Please output the lines shown below exactly as they appear.

EXERCISE MATERIAL:
------------------------------------------------

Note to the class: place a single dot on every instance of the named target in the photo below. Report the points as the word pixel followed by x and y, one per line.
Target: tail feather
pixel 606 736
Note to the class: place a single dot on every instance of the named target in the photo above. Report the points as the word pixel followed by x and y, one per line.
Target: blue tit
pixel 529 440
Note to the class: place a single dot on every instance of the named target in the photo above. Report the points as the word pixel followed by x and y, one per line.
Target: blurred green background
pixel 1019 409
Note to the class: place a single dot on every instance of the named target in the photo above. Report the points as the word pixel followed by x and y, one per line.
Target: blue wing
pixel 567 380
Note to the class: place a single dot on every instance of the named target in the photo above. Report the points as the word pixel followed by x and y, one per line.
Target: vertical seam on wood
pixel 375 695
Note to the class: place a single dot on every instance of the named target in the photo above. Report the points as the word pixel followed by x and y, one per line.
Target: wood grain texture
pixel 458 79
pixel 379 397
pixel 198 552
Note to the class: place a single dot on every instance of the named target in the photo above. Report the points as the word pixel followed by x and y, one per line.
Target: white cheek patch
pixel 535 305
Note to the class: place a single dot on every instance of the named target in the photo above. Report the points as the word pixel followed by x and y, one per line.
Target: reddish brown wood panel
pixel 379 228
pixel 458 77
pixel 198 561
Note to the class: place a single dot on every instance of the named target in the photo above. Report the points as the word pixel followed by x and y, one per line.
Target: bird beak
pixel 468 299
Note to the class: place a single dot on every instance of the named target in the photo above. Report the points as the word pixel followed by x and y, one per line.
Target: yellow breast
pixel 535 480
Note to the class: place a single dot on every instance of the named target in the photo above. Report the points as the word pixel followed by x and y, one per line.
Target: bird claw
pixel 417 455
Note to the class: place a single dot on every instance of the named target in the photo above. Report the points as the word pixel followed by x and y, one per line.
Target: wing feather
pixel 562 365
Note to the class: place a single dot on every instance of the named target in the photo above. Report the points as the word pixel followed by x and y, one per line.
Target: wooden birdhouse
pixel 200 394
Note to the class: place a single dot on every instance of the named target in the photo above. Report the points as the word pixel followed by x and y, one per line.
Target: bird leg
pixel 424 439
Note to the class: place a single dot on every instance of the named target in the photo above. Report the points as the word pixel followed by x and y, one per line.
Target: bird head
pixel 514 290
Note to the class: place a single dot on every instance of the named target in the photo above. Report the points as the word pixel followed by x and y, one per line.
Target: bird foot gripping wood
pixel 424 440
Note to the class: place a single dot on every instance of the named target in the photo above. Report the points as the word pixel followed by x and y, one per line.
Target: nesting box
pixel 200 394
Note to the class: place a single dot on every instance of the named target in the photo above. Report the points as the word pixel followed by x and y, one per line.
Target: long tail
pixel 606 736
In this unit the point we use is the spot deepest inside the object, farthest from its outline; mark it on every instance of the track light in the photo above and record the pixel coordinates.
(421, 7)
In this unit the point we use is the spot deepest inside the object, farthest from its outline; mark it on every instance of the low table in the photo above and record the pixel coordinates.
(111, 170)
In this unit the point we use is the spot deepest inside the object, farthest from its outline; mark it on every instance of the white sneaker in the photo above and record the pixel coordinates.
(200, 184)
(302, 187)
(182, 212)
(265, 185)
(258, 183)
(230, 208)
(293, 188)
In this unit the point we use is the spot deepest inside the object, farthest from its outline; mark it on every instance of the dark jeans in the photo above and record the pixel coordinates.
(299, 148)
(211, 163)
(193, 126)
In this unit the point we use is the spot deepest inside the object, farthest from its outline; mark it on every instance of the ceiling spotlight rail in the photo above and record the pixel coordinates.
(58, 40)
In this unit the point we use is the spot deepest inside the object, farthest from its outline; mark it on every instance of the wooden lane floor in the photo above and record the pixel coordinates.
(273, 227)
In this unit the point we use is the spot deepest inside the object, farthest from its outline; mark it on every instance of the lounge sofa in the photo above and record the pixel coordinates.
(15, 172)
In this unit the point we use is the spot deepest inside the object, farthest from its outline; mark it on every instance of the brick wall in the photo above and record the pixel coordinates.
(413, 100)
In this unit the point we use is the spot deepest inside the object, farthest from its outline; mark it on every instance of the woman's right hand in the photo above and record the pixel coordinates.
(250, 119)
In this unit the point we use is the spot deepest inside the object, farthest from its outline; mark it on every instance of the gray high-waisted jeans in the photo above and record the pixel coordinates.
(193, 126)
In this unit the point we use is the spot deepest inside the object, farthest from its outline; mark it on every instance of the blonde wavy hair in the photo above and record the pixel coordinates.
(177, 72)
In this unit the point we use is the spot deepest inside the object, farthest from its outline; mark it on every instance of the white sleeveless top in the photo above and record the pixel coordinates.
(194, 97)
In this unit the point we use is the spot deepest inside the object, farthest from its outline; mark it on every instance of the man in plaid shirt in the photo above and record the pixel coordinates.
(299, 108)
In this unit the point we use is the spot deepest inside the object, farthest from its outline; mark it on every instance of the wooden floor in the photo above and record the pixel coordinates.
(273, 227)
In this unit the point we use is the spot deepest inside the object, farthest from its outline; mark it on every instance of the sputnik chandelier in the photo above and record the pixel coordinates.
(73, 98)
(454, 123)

------------------------------------------------

SOLUTION TO THIS TASK:
Note to the class: place a single dot on every instance of the named target in the photo below. Report the points as the word pixel followed by x and y, one per line.
Target: tail feather
pixel 606 736
Note to the class: place a single dot on every instance of the named target in the photo above. Report the points as the word pixel followed by x and y, one per line.
Target: blue tit
pixel 529 440
Note to the class: place a single dot on every instance of the named target in the photo above. Report the points as the word pixel followed by x and y, one per line.
Target: blurred green background
pixel 1019 409
Note to the class: place a single dot on every instance of the named target in the photo above. Report the points as the word pixel followed by x and y, one per line.
Target: blue wing
pixel 567 380
Note to the class: place a single dot on every instance of the named target in the photo above. Report the points as the word pixel followed by x and y, one per line.
Target: vertical seam on wood
pixel 375 695
Note to the class: place a single dot on every instance of the named target in the photo above. Report the points as the word pixel followed by x and y, one per line.
Target: wood grain texture
pixel 458 79
pixel 379 397
pixel 198 552
Note to the class: place a single dot on every instance of the named target in the photo above. Report the points as the word pixel followed by x and y, one per line.
Target: white cheek patch
pixel 535 305
Note to the class: place a single dot on every instance of the named target in the photo above. Report the points as the word pixel followed by x and y, one per line.
Target: reddish brown wood panel
pixel 379 228
pixel 458 77
pixel 198 561
Note to the class: place a single dot on every instance of the named target in the photo above. Report the points as the word pixel followed by x and y, one per line.
Target: bird beak
pixel 468 299
Note to the class: place a single dot on every instance of the named target in the photo above. Report the points as the word pixel followed by x and y, one per line.
Target: yellow breast
pixel 535 480
Note to the class: place a single dot on every instance of the named target in the photo above. Report the points as the word pixel followed by x and y, one per line.
Target: bird claw
pixel 417 455
Note to the class: place a single dot on every instance of the named target in the photo above. Report the points as the word pixel followed by x and y, one per line.
Target: wing feather
pixel 562 365
Note to the class: place a single dot on every instance of the named target in the photo above. Report the points as the word pixel followed by x and y, one per line.
Target: wooden birdhouse
pixel 200 394
Note to the class: place a single dot on every instance of the named target in the photo above. Report the points as the word pixel followed by x and y, one per line.
Target: bird leg
pixel 424 439
Note to the class: place a single dot on every instance of the named target in the photo above. Report the points as the word pixel followed by x and y, one per line.
Target: bird head
pixel 514 290
Note to the class: place a single dot on every instance of the named target in the photo above. Report the points as the word pixel followed by x and y, one per line.
Target: bird foot gripping wood
pixel 424 440
Note to the class: place a single dot on every instance of the named target in the photo above. Report the points as the word pixel followed by x and y, one per line.
Target: nesting box
pixel 200 394
Note to the class: place a single dot on every instance of the named target in the photo above. Report the points as the word pixel followed by x and y, one per line.
Target: long tail
pixel 606 736
In this unit the point we use is the spot deepest inside the object, farthest from its outline; mark it on every instance of the track light in the photo above and record the pixel coordinates.
(421, 7)
In this unit the point we use is the spot deepest inside the object, farthest from its outline; mark it on every instance of the low table in the photo above and record the pixel coordinates.
(111, 170)
In this unit the point we use is the spot deepest inside the object, farthest from its outline; mark it on every instance of the white sneaker in the photo above and record the pixel coordinates.
(200, 184)
(302, 187)
(182, 212)
(265, 185)
(258, 183)
(230, 208)
(293, 188)
In this unit the point we use is the spot deepest inside the object, farthest from its outline; mark it on every instance of the dark jeans in the photo above and record the pixel coordinates.
(299, 148)
(211, 163)
(193, 126)
In this unit the point we use is the spot deepest inside the object, farthest from its outline; mark it on every instance of the ceiling spotlight rail in the photo above and record the pixel coordinates.
(58, 40)
In this unit the point we use is the spot deepest inside the object, farthest from its outline; mark it on every instance of the wooden lane floor in the photo above and record the pixel coordinates.
(273, 227)
In this unit the point we use is the spot deepest inside the object, farthest from its outline; mark it on every instance of the lounge sofa in the photo above and record the pixel coordinates.
(15, 172)
In this unit the point we use is the spot deepest inside the object, farthest from its outline; mark it on every instance of the brick wall in the photo above and record the pixel coordinates.
(413, 100)
In this unit the point we use is the spot deepest inside the object, farthest from its outline; mark it on every instance of the woman's right hand in the photo above and record the pixel coordinates.
(250, 119)
In this unit the point we use is the spot deepest inside the object, farthest from its outline; mark it on every instance of the gray high-waisted jeans in the photo above and record the pixel coordinates.
(193, 126)
In this unit the point we use is the spot deepest inside the object, farthest from its outline; mark it on every instance of the blonde wavy hair in the photo above and record the pixel coordinates.
(177, 72)
In this unit the point we use is the spot deepest inside the object, farthest from its outline; mark it on every instance of the white sleeveless top in the photo above and record the pixel coordinates.
(194, 97)
In this unit the point we use is the spot deepest inside the object, farthest from its outline; mark it on every instance of the man in plaid shirt in the photo above and record the pixel coordinates.
(299, 108)
In this unit the point we use is the spot deepest inside the object, farthest from its outline; mark it on every instance of the wooden floor in the photo above and record the pixel coordinates.
(273, 227)
In this unit the point we use is the spot deepest inside the object, farthest from its outline; mark it on every instance of the sputnik chandelier in the photo above and record the pixel coordinates.
(73, 98)
(454, 123)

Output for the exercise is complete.